§ **A block of data**:
• • • • •
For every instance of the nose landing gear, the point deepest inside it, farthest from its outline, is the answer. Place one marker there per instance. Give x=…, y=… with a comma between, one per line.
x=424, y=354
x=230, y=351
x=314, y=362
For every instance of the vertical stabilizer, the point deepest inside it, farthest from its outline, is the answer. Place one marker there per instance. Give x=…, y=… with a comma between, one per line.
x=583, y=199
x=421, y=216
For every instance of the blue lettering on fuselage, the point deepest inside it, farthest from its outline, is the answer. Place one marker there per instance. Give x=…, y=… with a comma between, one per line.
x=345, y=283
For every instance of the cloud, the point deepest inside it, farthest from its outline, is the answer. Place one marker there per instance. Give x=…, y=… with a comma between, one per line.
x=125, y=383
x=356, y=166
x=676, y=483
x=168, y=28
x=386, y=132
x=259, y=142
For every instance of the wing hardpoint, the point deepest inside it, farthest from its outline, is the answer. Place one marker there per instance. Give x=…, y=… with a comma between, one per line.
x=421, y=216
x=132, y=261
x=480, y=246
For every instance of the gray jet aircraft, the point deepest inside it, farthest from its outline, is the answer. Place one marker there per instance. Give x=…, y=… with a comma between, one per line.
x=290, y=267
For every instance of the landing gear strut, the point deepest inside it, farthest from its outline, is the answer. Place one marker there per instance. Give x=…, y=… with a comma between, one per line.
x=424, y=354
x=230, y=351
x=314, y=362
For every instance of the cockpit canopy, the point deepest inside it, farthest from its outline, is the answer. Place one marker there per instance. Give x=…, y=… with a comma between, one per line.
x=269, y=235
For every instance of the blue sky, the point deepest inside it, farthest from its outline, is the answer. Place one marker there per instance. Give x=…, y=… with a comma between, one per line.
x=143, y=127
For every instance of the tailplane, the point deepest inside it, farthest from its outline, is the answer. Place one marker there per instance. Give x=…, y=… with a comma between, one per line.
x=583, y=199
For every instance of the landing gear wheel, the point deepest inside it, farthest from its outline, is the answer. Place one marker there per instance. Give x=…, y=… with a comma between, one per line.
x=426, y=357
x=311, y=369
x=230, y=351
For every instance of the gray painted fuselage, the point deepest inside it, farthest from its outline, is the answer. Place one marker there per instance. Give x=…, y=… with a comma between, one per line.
• • • • •
§ **INSTRUCTIONS FOR THE TASK**: Copy the lines from the records above exactly, starting with the line that contains "For every instance of the cloud, the" and ending with the line that contains "x=259, y=142".

§ **FULL RESPONSE**:
For every instance of the cloud, the point deepest inside it, farthest from its outline, is the answer. Place one marker there per instance. Give x=…, y=… with a comma between, one per line.
x=125, y=383
x=356, y=166
x=676, y=483
x=168, y=28
x=386, y=132
x=259, y=142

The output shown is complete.